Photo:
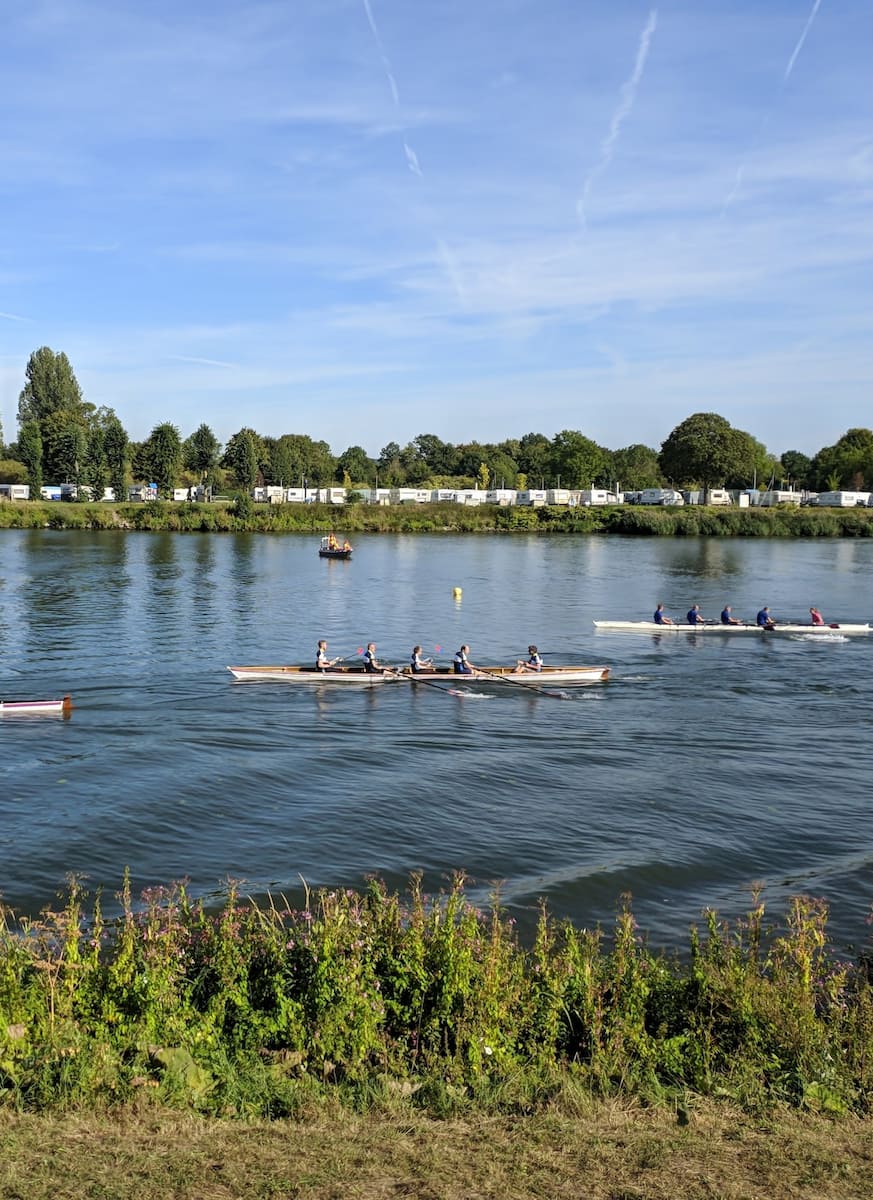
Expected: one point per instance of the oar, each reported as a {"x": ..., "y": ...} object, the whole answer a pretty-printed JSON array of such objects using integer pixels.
[{"x": 517, "y": 683}]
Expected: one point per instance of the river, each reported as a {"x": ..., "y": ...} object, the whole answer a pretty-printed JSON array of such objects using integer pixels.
[{"x": 705, "y": 765}]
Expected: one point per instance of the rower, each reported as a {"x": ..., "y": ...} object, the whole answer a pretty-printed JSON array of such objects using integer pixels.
[
  {"x": 416, "y": 664},
  {"x": 764, "y": 621},
  {"x": 461, "y": 664},
  {"x": 371, "y": 663},
  {"x": 534, "y": 660},
  {"x": 321, "y": 661},
  {"x": 661, "y": 617}
]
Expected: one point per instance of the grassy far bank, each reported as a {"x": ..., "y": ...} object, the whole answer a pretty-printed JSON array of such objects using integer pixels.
[
  {"x": 602, "y": 1151},
  {"x": 319, "y": 519},
  {"x": 366, "y": 1001}
]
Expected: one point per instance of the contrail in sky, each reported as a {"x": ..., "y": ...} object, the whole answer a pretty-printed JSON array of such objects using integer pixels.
[
  {"x": 799, "y": 47},
  {"x": 741, "y": 169},
  {"x": 628, "y": 94}
]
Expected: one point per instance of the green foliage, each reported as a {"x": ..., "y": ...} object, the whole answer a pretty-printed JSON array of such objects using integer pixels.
[{"x": 256, "y": 1006}]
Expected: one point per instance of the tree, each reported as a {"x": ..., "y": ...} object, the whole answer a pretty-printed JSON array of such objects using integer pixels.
[
  {"x": 705, "y": 450},
  {"x": 796, "y": 467},
  {"x": 636, "y": 467},
  {"x": 115, "y": 448},
  {"x": 163, "y": 454},
  {"x": 356, "y": 463},
  {"x": 30, "y": 453},
  {"x": 242, "y": 455},
  {"x": 53, "y": 399},
  {"x": 850, "y": 460},
  {"x": 576, "y": 460},
  {"x": 200, "y": 454}
]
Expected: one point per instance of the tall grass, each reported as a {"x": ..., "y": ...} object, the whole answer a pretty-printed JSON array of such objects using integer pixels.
[{"x": 257, "y": 1007}]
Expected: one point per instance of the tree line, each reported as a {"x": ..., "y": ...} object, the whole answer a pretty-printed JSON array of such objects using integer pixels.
[{"x": 64, "y": 438}]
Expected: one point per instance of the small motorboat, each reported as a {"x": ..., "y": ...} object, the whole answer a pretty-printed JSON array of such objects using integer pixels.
[
  {"x": 36, "y": 707},
  {"x": 333, "y": 550}
]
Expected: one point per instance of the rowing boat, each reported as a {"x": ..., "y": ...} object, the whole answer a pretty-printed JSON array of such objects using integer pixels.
[
  {"x": 309, "y": 675},
  {"x": 649, "y": 627},
  {"x": 547, "y": 677},
  {"x": 36, "y": 707}
]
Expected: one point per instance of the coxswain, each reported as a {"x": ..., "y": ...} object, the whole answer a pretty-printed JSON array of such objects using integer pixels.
[
  {"x": 321, "y": 661},
  {"x": 371, "y": 663},
  {"x": 764, "y": 621},
  {"x": 461, "y": 663},
  {"x": 416, "y": 664},
  {"x": 661, "y": 617},
  {"x": 534, "y": 661}
]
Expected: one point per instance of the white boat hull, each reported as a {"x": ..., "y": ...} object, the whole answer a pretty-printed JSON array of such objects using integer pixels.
[
  {"x": 36, "y": 707},
  {"x": 308, "y": 676},
  {"x": 649, "y": 627},
  {"x": 548, "y": 677}
]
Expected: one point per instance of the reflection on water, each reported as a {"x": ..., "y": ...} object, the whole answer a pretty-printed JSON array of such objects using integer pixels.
[{"x": 691, "y": 774}]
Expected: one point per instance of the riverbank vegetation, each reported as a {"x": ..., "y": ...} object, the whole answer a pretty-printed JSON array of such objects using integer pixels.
[
  {"x": 372, "y": 1000},
  {"x": 242, "y": 515}
]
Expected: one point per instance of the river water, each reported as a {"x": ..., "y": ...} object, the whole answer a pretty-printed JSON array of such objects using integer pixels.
[{"x": 704, "y": 765}]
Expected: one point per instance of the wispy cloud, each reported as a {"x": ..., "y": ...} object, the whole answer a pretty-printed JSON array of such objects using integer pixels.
[
  {"x": 626, "y": 99},
  {"x": 204, "y": 363},
  {"x": 799, "y": 47},
  {"x": 741, "y": 169}
]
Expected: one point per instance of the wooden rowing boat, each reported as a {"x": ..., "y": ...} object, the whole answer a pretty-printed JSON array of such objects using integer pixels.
[
  {"x": 649, "y": 627},
  {"x": 548, "y": 677},
  {"x": 309, "y": 675},
  {"x": 36, "y": 707}
]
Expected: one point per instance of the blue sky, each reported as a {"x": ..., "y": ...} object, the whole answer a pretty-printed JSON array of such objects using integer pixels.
[{"x": 365, "y": 220}]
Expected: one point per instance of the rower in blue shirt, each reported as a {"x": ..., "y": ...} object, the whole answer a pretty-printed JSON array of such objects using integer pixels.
[
  {"x": 371, "y": 663},
  {"x": 661, "y": 617},
  {"x": 461, "y": 664},
  {"x": 534, "y": 661},
  {"x": 764, "y": 621}
]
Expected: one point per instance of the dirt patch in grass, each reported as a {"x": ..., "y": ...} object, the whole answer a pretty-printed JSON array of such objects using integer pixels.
[{"x": 609, "y": 1153}]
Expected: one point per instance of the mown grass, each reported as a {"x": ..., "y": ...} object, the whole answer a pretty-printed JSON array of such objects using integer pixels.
[
  {"x": 318, "y": 519},
  {"x": 601, "y": 1151},
  {"x": 263, "y": 1012}
]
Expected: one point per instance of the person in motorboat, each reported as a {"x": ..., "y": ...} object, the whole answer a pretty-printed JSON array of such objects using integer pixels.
[
  {"x": 533, "y": 663},
  {"x": 461, "y": 663},
  {"x": 371, "y": 663},
  {"x": 416, "y": 664},
  {"x": 321, "y": 661},
  {"x": 764, "y": 621},
  {"x": 661, "y": 617}
]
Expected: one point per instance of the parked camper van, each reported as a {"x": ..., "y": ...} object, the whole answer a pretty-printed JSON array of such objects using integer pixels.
[
  {"x": 843, "y": 499},
  {"x": 661, "y": 496}
]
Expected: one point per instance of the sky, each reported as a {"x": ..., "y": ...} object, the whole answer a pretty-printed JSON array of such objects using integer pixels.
[{"x": 365, "y": 220}]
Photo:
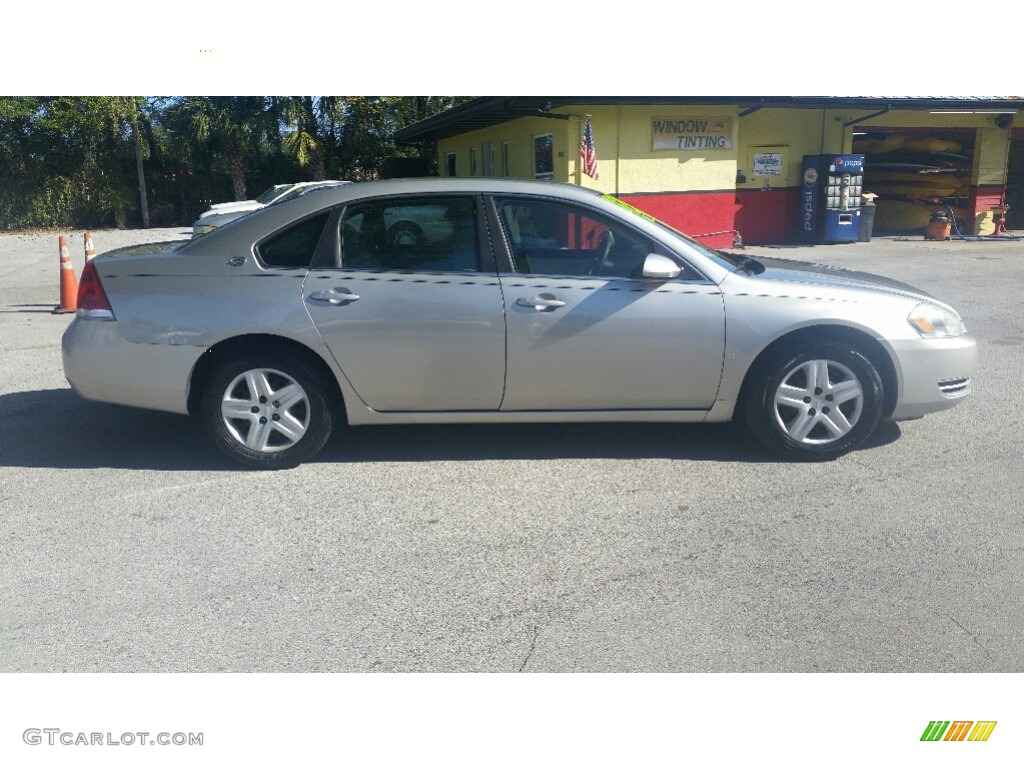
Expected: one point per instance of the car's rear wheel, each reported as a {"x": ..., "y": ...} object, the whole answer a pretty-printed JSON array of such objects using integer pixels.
[
  {"x": 815, "y": 403},
  {"x": 266, "y": 414}
]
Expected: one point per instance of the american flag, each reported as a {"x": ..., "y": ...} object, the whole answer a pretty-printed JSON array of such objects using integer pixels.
[{"x": 587, "y": 151}]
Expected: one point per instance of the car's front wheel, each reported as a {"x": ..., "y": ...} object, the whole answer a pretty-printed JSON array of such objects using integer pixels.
[
  {"x": 815, "y": 403},
  {"x": 266, "y": 414}
]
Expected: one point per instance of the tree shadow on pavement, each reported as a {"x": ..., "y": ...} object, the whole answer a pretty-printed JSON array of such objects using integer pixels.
[{"x": 56, "y": 429}]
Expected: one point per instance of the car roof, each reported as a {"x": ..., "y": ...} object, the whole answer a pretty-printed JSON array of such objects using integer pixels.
[{"x": 255, "y": 225}]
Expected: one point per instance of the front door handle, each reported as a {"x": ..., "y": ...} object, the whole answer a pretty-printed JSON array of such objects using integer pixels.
[
  {"x": 336, "y": 296},
  {"x": 544, "y": 302}
]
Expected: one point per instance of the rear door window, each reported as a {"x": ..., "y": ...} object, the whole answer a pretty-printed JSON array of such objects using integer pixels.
[
  {"x": 295, "y": 246},
  {"x": 429, "y": 233}
]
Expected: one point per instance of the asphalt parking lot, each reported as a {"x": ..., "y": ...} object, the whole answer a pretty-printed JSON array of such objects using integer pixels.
[{"x": 128, "y": 545}]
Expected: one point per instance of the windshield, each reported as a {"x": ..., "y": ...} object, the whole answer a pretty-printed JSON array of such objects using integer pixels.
[{"x": 722, "y": 258}]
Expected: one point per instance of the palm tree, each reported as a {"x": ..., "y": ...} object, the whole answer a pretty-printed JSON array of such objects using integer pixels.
[{"x": 235, "y": 130}]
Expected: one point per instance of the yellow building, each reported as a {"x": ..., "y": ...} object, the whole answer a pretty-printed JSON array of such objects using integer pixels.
[{"x": 715, "y": 167}]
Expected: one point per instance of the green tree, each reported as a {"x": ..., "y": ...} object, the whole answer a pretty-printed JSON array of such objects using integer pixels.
[{"x": 235, "y": 133}]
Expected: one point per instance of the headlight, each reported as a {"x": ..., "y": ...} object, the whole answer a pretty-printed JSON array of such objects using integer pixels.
[{"x": 934, "y": 322}]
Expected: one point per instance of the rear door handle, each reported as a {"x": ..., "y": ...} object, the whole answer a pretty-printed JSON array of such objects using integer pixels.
[
  {"x": 544, "y": 302},
  {"x": 336, "y": 296}
]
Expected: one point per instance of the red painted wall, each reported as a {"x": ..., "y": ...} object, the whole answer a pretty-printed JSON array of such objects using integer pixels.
[{"x": 712, "y": 218}]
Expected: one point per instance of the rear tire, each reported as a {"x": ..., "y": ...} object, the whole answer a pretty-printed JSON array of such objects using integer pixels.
[
  {"x": 266, "y": 413},
  {"x": 815, "y": 403}
]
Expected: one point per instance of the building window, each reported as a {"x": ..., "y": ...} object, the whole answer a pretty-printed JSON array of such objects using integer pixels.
[
  {"x": 487, "y": 151},
  {"x": 544, "y": 163}
]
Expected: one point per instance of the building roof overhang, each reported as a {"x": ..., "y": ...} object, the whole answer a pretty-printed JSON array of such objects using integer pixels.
[{"x": 485, "y": 112}]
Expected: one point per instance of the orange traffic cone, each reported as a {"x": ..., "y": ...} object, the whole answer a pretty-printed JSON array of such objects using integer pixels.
[
  {"x": 69, "y": 283},
  {"x": 90, "y": 252}
]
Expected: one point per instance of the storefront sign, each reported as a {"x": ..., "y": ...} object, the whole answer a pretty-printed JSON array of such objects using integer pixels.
[
  {"x": 691, "y": 134},
  {"x": 768, "y": 164}
]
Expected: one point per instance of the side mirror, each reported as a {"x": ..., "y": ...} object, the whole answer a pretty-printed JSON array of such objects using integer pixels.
[{"x": 656, "y": 266}]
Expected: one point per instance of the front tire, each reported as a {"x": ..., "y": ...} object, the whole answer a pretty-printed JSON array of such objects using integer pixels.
[
  {"x": 266, "y": 414},
  {"x": 816, "y": 403}
]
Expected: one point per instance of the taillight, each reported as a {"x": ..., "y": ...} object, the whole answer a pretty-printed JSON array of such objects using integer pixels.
[{"x": 91, "y": 297}]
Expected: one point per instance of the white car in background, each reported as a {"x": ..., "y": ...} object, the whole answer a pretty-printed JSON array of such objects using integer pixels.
[{"x": 221, "y": 213}]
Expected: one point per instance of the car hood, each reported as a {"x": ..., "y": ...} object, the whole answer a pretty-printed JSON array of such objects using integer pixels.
[{"x": 806, "y": 272}]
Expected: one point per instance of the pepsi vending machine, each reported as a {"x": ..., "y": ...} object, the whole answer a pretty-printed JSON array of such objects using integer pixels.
[{"x": 829, "y": 198}]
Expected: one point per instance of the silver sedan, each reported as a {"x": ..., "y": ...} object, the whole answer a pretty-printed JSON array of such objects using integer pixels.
[{"x": 530, "y": 302}]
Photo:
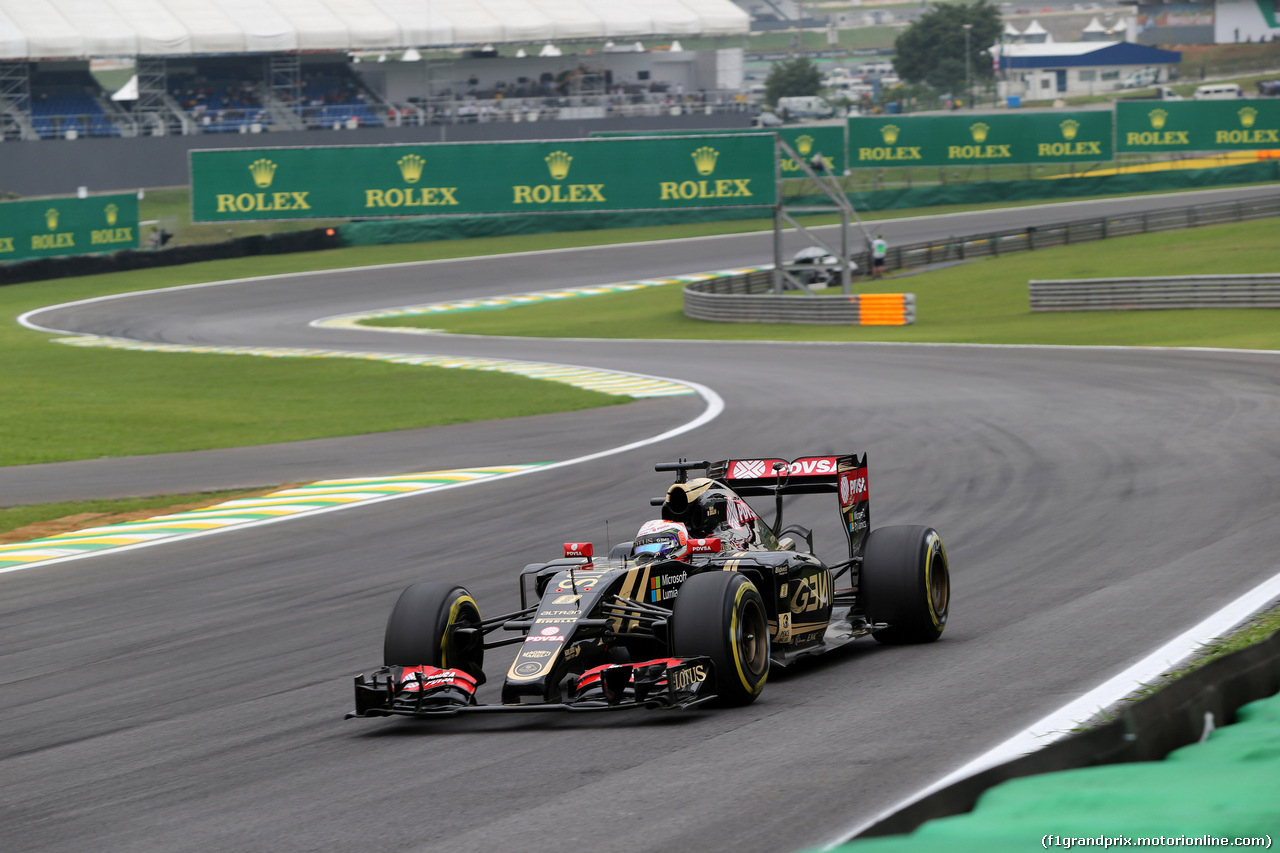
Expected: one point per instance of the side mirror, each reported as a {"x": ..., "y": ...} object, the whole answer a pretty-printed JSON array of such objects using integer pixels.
[
  {"x": 579, "y": 550},
  {"x": 711, "y": 544}
]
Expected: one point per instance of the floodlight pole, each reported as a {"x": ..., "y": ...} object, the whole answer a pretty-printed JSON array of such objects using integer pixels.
[{"x": 968, "y": 65}]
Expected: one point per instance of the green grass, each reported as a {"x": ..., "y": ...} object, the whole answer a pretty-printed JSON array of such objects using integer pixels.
[
  {"x": 981, "y": 302},
  {"x": 14, "y": 518},
  {"x": 69, "y": 402},
  {"x": 1258, "y": 628}
]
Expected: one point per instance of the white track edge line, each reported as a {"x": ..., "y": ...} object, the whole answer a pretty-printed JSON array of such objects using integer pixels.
[
  {"x": 1057, "y": 724},
  {"x": 714, "y": 406}
]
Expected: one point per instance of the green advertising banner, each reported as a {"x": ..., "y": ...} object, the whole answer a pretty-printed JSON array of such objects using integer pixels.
[
  {"x": 344, "y": 182},
  {"x": 979, "y": 138},
  {"x": 807, "y": 141},
  {"x": 1197, "y": 126},
  {"x": 68, "y": 227}
]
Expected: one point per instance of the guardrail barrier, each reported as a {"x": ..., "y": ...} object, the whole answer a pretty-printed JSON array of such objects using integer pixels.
[{"x": 749, "y": 297}]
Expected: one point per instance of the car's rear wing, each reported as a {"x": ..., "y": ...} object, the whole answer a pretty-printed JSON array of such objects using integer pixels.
[{"x": 844, "y": 475}]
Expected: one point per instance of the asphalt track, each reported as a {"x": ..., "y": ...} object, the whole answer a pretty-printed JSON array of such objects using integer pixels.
[{"x": 190, "y": 697}]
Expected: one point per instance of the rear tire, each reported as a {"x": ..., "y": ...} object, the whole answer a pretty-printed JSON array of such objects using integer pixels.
[
  {"x": 906, "y": 583},
  {"x": 417, "y": 629},
  {"x": 721, "y": 615}
]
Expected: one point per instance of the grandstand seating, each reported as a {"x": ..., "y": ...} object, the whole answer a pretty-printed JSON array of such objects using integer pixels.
[
  {"x": 332, "y": 95},
  {"x": 62, "y": 101},
  {"x": 220, "y": 100}
]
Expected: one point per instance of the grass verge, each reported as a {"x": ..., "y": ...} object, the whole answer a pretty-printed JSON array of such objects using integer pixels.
[
  {"x": 983, "y": 301},
  {"x": 39, "y": 520},
  {"x": 1256, "y": 629},
  {"x": 68, "y": 402}
]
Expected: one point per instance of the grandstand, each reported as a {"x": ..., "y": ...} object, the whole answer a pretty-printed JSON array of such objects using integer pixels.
[{"x": 261, "y": 65}]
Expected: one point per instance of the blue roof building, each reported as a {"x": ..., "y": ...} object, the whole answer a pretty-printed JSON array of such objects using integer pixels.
[{"x": 1055, "y": 69}]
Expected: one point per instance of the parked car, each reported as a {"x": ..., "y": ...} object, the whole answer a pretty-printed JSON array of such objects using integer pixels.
[
  {"x": 1217, "y": 91},
  {"x": 805, "y": 106}
]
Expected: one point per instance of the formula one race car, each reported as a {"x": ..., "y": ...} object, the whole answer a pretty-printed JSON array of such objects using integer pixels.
[{"x": 696, "y": 609}]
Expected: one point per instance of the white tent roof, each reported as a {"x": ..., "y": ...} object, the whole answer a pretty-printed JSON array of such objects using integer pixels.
[{"x": 80, "y": 28}]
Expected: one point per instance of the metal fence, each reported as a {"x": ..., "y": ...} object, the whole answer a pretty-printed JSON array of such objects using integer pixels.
[
  {"x": 1156, "y": 292},
  {"x": 749, "y": 297},
  {"x": 1066, "y": 233}
]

Aim of the exercise
From the line holding "Expected: one point per instance of the parked car, each" through the last line above, reproduce each line exactly and add nothing.

Output of the task
Expected: one point per instance of the parked car, each reported as a {"x": ..., "y": ...} object, the whole answer a pretty-printed JSON array of such objects using integer pixels.
[
  {"x": 1217, "y": 91},
  {"x": 805, "y": 106}
]
Expected: one point per instance of the formula one race car, each reported as a {"x": ..., "y": ...} object, the whole answer a pretty-printed JSON array of such objects using integer pixels.
[{"x": 696, "y": 609}]
Expected: one point per instance of the white tent roof, each reported as a {"x": ..., "y": ...} object, the whole answer a pretty-printed JSON array of such objects using integer pixels.
[{"x": 80, "y": 28}]
Expected: one point per instance of the metal fence, each reported as a {"x": ..., "y": ...} object, the whole answer a pretty-printed JSON array of such objects using integer pixels.
[
  {"x": 1156, "y": 292},
  {"x": 749, "y": 297},
  {"x": 1066, "y": 233}
]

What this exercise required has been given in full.